What is needed is an exact copy of every record.

[[ DATA SHOWN open ]]

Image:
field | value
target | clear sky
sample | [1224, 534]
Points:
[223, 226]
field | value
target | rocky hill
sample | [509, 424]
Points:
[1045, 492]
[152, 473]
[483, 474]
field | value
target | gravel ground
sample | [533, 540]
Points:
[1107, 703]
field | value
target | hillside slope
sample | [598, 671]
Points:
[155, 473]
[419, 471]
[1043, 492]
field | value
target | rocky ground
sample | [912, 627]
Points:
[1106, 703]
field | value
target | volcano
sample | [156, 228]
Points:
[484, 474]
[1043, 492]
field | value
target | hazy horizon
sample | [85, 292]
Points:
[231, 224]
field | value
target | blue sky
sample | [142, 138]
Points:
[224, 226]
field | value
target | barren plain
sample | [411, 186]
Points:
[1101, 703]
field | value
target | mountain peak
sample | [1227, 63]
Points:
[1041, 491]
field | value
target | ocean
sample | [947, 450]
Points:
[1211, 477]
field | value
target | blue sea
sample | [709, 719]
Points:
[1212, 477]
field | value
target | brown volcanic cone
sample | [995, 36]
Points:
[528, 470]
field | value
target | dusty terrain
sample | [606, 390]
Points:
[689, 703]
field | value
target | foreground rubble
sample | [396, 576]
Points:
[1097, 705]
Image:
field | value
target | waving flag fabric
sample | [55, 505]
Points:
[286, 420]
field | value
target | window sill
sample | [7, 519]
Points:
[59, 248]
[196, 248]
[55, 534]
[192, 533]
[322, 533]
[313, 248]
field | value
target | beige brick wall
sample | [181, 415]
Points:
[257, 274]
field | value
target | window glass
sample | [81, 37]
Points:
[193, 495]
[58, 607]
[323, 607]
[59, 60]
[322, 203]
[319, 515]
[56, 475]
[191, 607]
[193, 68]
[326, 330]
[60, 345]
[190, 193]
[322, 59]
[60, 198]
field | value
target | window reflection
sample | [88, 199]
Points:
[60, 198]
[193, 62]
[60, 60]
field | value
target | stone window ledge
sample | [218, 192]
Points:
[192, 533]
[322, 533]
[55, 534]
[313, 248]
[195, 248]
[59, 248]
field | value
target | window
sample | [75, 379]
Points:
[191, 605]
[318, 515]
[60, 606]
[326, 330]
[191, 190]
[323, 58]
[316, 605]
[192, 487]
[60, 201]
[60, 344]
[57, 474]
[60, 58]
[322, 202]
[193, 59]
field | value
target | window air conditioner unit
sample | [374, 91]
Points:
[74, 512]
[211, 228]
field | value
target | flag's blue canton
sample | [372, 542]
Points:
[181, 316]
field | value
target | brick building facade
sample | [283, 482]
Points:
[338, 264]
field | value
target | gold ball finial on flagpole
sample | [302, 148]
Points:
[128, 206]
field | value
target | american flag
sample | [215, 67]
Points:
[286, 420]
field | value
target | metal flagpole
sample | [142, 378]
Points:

[[ DATA SHOWN closed ]]

(RESPONSE AREA):
Image:
field | value
target | clear sky
sample | [1224, 534]
Points:
[223, 226]
field | value
target | rocky hill
sample | [509, 424]
Points:
[1045, 492]
[152, 473]
[483, 474]
field | value
target | gravel ground
sample | [533, 540]
Points:
[1107, 703]
field | value
target | hillside slope
sample | [598, 671]
Points:
[155, 473]
[419, 471]
[1043, 492]
field | value
target | rocky ground
sample | [912, 627]
Points:
[1106, 703]
field | value
target | volcano
sample | [156, 228]
Points:
[484, 474]
[1043, 492]
field | value
target | hazy horizon
sample | [85, 292]
Points:
[231, 224]
field | value
target | blue sky
sample | [142, 138]
Points:
[224, 226]
field | value
target | barren plain
sample | [411, 186]
Points:
[1101, 703]
field | value
target | mountain peak
sample | [1227, 63]
Points:
[1041, 491]
field | value
target | ocean
sample | [947, 450]
Points:
[1211, 477]
field | value
target | blue sea
sample | [709, 719]
Points:
[1212, 477]
field | value
target | brown volcanic cone
sample | [995, 36]
Points:
[528, 470]
field | value
target | dusty terrain
sample | [606, 390]
Points:
[689, 703]
field | value
target | foreground rubble
sample | [396, 576]
Points:
[1097, 705]
Image:
field | value
target | waving flag fabric
sample | [55, 505]
Points:
[286, 420]
field | value
target | window sill
sample | [7, 519]
Points:
[59, 248]
[196, 248]
[55, 534]
[192, 533]
[322, 533]
[313, 248]
field | value
target | beige brick wall
sample | [181, 415]
Points:
[257, 274]
field | value
target | window glass
sample | [81, 37]
Points:
[193, 495]
[58, 607]
[323, 607]
[59, 60]
[322, 203]
[319, 515]
[56, 475]
[191, 607]
[193, 68]
[326, 330]
[60, 345]
[190, 193]
[322, 59]
[60, 198]
field | value
target | window reflection
sample | [88, 199]
Points:
[60, 198]
[193, 62]
[60, 60]
field | value
target | stone window ledge
sample | [218, 192]
Points:
[192, 533]
[322, 533]
[55, 534]
[313, 248]
[195, 248]
[59, 248]
field | value
target | window
sample | [75, 379]
Points:
[191, 605]
[318, 515]
[60, 606]
[326, 330]
[191, 190]
[323, 58]
[316, 605]
[192, 487]
[60, 201]
[60, 344]
[57, 474]
[60, 58]
[322, 202]
[193, 59]
field | value
target | window air conditioner unit
sample | [374, 91]
Points:
[74, 512]
[211, 228]
field | value
target | flag's blue canton
sample | [372, 542]
Points:
[181, 316]
field | value
target | brick building facade
sample | [283, 482]
Points:
[338, 264]
field | value
target | gold ball finial on flagpole
sample | [302, 148]
Points:
[128, 206]
field | value
target | american flag
sample | [215, 67]
Points:
[286, 420]
field | value
target | metal flagpole
sample | [142, 378]
Points:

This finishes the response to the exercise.